• Task prompt
Reproduce the material below, swapping each occurrence of "Point coordinates" for "Coordinates" and leaving everything else unchanged.

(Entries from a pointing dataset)
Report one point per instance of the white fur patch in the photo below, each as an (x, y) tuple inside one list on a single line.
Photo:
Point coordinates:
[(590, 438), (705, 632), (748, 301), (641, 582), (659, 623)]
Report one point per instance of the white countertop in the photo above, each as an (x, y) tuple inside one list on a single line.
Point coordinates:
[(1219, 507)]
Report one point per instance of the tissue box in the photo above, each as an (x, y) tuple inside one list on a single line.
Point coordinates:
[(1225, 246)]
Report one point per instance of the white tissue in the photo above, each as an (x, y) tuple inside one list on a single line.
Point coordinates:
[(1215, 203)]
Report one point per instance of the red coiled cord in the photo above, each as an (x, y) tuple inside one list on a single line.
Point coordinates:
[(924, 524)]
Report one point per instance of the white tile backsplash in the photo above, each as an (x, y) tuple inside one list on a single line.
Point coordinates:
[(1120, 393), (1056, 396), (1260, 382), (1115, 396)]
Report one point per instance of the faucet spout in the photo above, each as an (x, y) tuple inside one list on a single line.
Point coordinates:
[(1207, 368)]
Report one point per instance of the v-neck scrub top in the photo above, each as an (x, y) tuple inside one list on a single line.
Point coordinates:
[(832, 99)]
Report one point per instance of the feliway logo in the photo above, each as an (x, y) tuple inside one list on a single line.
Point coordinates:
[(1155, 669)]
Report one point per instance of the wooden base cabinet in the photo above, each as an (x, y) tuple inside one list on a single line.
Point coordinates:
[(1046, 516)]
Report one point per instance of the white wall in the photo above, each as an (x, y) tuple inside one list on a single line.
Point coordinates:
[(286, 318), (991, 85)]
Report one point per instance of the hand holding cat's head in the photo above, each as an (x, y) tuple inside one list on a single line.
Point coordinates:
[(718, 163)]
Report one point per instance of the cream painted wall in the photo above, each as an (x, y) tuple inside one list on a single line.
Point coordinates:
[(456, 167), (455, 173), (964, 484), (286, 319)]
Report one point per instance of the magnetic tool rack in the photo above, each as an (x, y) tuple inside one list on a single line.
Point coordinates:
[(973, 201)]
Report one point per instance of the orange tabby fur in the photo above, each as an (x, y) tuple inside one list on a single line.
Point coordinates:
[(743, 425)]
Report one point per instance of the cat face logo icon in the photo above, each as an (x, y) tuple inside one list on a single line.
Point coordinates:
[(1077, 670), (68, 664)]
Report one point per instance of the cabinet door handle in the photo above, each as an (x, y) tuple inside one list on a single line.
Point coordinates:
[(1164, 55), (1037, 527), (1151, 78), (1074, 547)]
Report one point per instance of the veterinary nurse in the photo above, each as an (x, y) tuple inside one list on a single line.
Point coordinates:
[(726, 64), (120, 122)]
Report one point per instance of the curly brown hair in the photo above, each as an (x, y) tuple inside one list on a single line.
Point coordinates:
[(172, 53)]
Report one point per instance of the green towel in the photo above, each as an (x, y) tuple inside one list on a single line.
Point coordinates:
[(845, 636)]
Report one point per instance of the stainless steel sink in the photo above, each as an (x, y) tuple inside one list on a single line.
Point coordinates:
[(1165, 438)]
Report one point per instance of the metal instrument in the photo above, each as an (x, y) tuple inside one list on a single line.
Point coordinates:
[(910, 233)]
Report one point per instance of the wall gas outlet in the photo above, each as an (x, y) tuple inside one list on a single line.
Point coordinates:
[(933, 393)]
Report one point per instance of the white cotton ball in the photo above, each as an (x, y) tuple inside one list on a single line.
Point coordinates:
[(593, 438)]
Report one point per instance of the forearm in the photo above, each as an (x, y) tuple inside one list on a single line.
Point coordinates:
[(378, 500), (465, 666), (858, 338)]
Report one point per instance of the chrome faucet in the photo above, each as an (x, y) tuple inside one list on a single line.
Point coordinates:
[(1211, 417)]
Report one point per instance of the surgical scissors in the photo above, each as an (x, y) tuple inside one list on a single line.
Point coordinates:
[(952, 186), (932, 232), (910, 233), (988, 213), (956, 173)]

• Exercise output
Report one point per instance of the white fur patch in the photo below, each as an (x, y) tuple inside one list on a single line.
Photo:
Coordinates:
[(590, 438), (705, 632), (748, 301), (641, 582), (659, 623)]
Report one point per instance of the white countertop in the photo above, each as an (x, y) tuple inside one list on a single line.
Coordinates:
[(1219, 507)]
Report one point per instance of the tissue box in the photo above, each as an (x, y) tuple inside one list on a single line.
Coordinates:
[(1225, 246)]
Report one point per instance of the white tissue in the photo above, each as an (x, y) tuple inside one list on a single line.
Coordinates:
[(1215, 203)]
Report one point per instance of the red coiled cord in the photo above, each as an (x, y) tuple inside one list on a single line.
Coordinates:
[(924, 524)]
Report one point per instance of the white tile backsplash in the photo above, each as an (x, y) tuple inside one list on a single line.
Coordinates:
[(1120, 393), (1056, 396), (1260, 382), (1115, 396)]
Report one point per instance of the faucet spout in the photo above, each as an (x, y) tuple inside one list on a single line.
Coordinates:
[(1207, 368)]
Report one point per instance of the v-neck scrub top in the photo above, each as an (x, y) tuple inside one list on a single line.
Coordinates:
[(832, 99)]
Report one point per instance of the feliway logo in the photo above, each as an (x, y) tuple inside one list on a single line.
Coordinates:
[(1155, 669)]
Report one point per instance of the wooden base cabinet in the photo above, each as an (x, y) tuple inside one list on a single line.
Coordinates:
[(1046, 516)]
Report one point per instance of the white wall in the photo above, each as an (x, y) tuple inside one list on a single line.
Coordinates:
[(286, 318), (991, 85)]
Report one point per instance of the hand holding cat's head in the photo above, each as an (x, y) tuple inside one list on a single line.
Coordinates:
[(718, 163)]
Report one point per instance of the cream painted wall in the photo above, each as an (x, y) tuple inside one list on a single line.
Coordinates:
[(456, 167), (455, 173), (964, 484), (286, 319)]
Report one point per instance of the magnetic tool rack in the photo above, each as an (x, y) tuple inside one list on a single line.
Coordinates:
[(973, 201)]
Report one point per instance of the orange tabby fur in the photo above, each as an (x, y) tuple inside one list on a single line.
Coordinates:
[(743, 425)]
Report one point per instance of the cat face logo icon in the photo above, each as an (x, y) tuple inside one list on a single line.
Coordinates:
[(1077, 670), (68, 664)]
Report one point per instance of the cabinet door handle in the photo above, each as an (x, y) tuple inside one list on a single line.
Coordinates:
[(1164, 55), (1037, 527), (1151, 78), (1074, 547)]
Report one point per instance of the veterinary nurse in the photo above, each as an (x, y) tuple inside one list on a single line.
Coordinates:
[(726, 64), (120, 122)]
Report one point per instance of the curly brown hair in the photo above, each as an (x, y) tuple inside one list on a single line.
Coordinates:
[(172, 53)]
Report one point per instance of the green towel in the photo above, each as an (x, y) tuple inside one list on a single line.
Coordinates:
[(845, 636)]
Report one point per instance of the stainless steel sink in the photo above, each as an (x, y) tuple inside one list on a single line.
Coordinates:
[(1165, 438)]
Report one point per instance of the metal instrument in the photo above, each as an (x, y) tuple inside one list on a single line.
Coordinates:
[(910, 233)]
Report one point per instance of the wall gas outlet in the photo above, each as an (x, y) tuple inside one list on a single line.
Coordinates:
[(933, 393)]
Report one point per instance of the white cotton ball in the photo above, each as an (x, y) tuple inside one list on a single line.
Coordinates:
[(593, 438)]
Report one point per instance of the forearm in the photo above, each as an (x, y) tuple inside one list on a single line.
Coordinates:
[(378, 500), (465, 666), (858, 338)]
Report one point per instance of the chrome faucet in the photo above, each as an (x, y) tuple inside one list on a single line.
Coordinates:
[(1211, 417)]
Report one point per instance of the surgical scissors in the photo above, each as an (x, y) tuple inside one list on a single line.
Coordinates:
[(952, 186), (932, 232), (910, 233), (988, 213), (956, 173)]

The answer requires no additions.